■ Written exercise ■
Copy the records below exactly as they appear.

(Data items)

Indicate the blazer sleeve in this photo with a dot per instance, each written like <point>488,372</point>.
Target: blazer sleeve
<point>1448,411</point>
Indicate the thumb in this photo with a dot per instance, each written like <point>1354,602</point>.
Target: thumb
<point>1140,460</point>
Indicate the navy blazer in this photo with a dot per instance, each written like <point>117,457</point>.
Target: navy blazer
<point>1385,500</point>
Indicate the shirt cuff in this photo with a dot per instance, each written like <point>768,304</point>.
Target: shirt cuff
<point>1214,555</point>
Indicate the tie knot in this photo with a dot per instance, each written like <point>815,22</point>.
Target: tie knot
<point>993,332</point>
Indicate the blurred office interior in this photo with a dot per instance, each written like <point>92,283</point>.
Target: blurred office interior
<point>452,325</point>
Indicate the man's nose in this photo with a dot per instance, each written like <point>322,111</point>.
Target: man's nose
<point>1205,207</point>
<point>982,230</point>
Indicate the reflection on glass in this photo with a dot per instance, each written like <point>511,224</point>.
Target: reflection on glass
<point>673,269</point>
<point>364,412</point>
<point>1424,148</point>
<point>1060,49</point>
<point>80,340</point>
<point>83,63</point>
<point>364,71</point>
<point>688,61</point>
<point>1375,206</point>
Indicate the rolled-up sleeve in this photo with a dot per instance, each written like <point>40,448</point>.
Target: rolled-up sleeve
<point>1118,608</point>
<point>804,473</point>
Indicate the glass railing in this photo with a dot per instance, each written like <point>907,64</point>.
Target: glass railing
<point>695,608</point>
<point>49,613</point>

■ The answer ■
Indicate the blazer sleeve in this photo with a dot per instance, each written like <point>488,372</point>.
Target: blazer sleeve
<point>1448,411</point>
Indicate the thumb in this photo with a dot per instance, each written like <point>1354,602</point>.
Target: thumb
<point>1140,460</point>
Indicate the navy blazer in this photo with a dot per instance, each written like <point>117,457</point>.
Target: navy blazer
<point>1385,500</point>
Indicate the shirt cuff in this photo with a dot per instance, each written like <point>768,304</point>.
Target: shirt cuff
<point>1214,555</point>
Indicate the tie knot in this photo with a dot per instance, each written like <point>815,22</point>.
Target: tie knot
<point>993,332</point>
Indicate the blurred office interior in this photo with a dot per instance, each written like <point>92,283</point>.
Target: blurred office interior
<point>452,325</point>
Indicate the man's nose in this photo with a dot per instance, each written like <point>322,111</point>.
Target: man's nose
<point>1205,207</point>
<point>982,230</point>
Indicate the reflection on glass in this photo with a dot per instance, each written like <point>511,224</point>.
Target: reflection on glass
<point>673,269</point>
<point>364,412</point>
<point>1424,148</point>
<point>1060,49</point>
<point>80,340</point>
<point>83,63</point>
<point>364,71</point>
<point>688,61</point>
<point>1375,206</point>
Indicate the rolled-up sleeve in this photo with a dot per instance, each written like <point>40,448</point>.
Target: rolled-up sleeve
<point>1118,608</point>
<point>804,473</point>
Indicate the glass railing in this photo with a dot per instance, each written like <point>907,64</point>.
Target: glass railing
<point>695,608</point>
<point>49,613</point>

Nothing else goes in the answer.